Given passage
◆ ◆ ◆

Preserve Social Security for decades to come by asking the wealthiest to contribute more. Social Security must continue to guarantee dignity in retirement for future generations. Hillary understands that there is no way to accomplish that goal without asking the highest-income Americans to pay more, including options to tax some of their income above the current Social Security cap, and taxing some of their income not currently taken into account by the Social Security system.
Medicare is the bedrock of coverage for more than 50 million American seniors and people with disabilities. Hillary has fought to protect and strengthen Medicare throughout her career, and she won't stop in this campaign.
As senator, Hillary co-sponsored and sponsored bills to reduce the impact of the Medicare prescription drug gap by reducing the price of pharmaceuticals for seniors. As president, Hillary will defend against the efforts to end Medicare as we know it by privatizing Medicare or even to “phase out” the program.
Fight Republican attempts to repeal the Affordable Care Act that would raise costs and limit coverage for seniors. Republicans in Congress have voted more than 50 times to repeal or dismantle the Affordable Care Act, and on the campaign trail, candidate after candidate has put forward plans to roll it back. The Affordable Care Act made preventive care available without cost sharing to an estimated 39 million people with Medicare. It also began to close the drug coverage gap, or “donut hole,” saving more than 9 million people with Medicare an average of almost $1,600 per person. Seniors and people with Medicare coverage cannot afford repealing the ACA.
Fight back against Republican plans to privatize or “phase out” Medicare as we know it. Republicans have called for privatizing or even “phasing out” Medicare, and shifting millions more seniors into private plans that can segment the program and lead to a “death spiral” that dramatically raises costs for those relying on basic Medicare and thus undermining the basic Medicare guarantee. Hillary Clinton will stand strongly against these attempts to weaken the program.
Drive down drug costs for seniors and other Americans. A typical senior spends over $500 per year out of his or her own pocket on prescription drugs. Hillary’s plan will drive down drug costs by allowing Medicare to negotiate for lower prices with drug and biologic manufacturers; demanding higher rebates; and allowing Americans to import lower-cost drugs from foreign countries with approved safety standards. Her plan will encourage drug companies that get ahead by investing in life-saving treatments, rather than jacking up prices without innovating. The changes and reduced payments or higher rebates to drug companies will strengthen Medicare by saving more than $100 billion in program spending.
Medicare delivery system reforms that will deliver value and quality to our seniors and people with disabilities. Hillary’s plan will continue to reward quality and improve value in Medicare by building on delivery system reforms that began as initiatives and pilot projects under the Affordable Care Act. For example, her plan will encourage the expansion of payment systems that pay for an entire episode of care or “bundle,” rather than the traditional “fee for service” payments, and those that incentivize doctors and hospitals to coordinate care in an Accountable Care Organization, so that providers are responsible for offering the best possible care at the highest value to patients. These delivery reforms will provide higher quality at lower costs to people in Medicare, and Clinton’s plan will work to expand them to other parts of our health system so every American can benefit.

◆ ◆ ◆

Activity
Decide whether each statement agrees with the passage on Social Security and Medicare: (a) Republicans in Congress have voted more than 50 times to repeal or dismantle the Affordable Care Act; (b) a typical senior spends over $1,600 per year out of pocket on prescription drugs; (c) the plan would let Americans import lower-cost drugs from foreign countries with approved safety standards. Answer yes or no for each, quoting the words of the passage that settle it. The records come from a separate source and have no connection to the passage above.

◆ ◆ ◆

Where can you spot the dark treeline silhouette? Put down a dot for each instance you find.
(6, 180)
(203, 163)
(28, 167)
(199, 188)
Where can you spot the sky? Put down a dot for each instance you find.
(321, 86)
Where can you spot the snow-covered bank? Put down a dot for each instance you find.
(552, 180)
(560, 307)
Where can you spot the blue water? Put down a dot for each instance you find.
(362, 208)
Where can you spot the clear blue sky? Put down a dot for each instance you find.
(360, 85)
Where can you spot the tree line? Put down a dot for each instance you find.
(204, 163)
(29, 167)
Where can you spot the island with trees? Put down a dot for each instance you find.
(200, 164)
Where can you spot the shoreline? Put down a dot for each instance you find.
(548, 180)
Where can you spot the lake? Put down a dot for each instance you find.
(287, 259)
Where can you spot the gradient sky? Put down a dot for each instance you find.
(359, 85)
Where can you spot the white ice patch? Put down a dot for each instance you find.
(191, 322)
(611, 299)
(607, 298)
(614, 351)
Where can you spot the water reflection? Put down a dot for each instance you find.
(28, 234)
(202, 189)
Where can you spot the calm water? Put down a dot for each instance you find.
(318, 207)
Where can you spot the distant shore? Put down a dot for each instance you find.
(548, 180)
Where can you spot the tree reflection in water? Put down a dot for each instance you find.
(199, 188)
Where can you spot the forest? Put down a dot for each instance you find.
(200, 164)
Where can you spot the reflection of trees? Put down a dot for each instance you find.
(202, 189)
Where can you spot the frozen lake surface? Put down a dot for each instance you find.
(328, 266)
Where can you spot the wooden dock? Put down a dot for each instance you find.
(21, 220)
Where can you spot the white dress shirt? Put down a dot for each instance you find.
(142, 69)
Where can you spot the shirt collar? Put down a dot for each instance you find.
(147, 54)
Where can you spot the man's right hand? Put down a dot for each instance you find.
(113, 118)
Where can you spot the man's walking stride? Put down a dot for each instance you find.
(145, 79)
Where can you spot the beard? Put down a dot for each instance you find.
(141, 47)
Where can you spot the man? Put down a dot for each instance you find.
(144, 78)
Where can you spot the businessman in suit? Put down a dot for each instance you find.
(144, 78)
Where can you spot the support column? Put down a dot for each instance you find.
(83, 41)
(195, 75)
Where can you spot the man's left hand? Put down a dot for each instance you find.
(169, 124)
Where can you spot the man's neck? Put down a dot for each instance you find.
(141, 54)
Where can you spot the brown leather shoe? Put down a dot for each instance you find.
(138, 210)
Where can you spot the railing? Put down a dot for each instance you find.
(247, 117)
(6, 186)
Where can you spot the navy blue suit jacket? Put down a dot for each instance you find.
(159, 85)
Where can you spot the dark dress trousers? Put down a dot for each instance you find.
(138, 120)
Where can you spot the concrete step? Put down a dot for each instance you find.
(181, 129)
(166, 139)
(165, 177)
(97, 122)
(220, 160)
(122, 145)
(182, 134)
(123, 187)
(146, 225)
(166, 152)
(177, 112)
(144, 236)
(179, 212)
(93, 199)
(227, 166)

◆ ◆ ◆

Exercise response
(a) Yes: "Republicans in Congress have voted more than 50 times to repeal or dismantle the Affordable Care Act."
(b) No: "A typical senior spends over $500 per year out of his or her own pocket on prescription drugs."
(c) Yes: "allowing Americans to import lower-cost drugs from foreign countries with approved safety standards."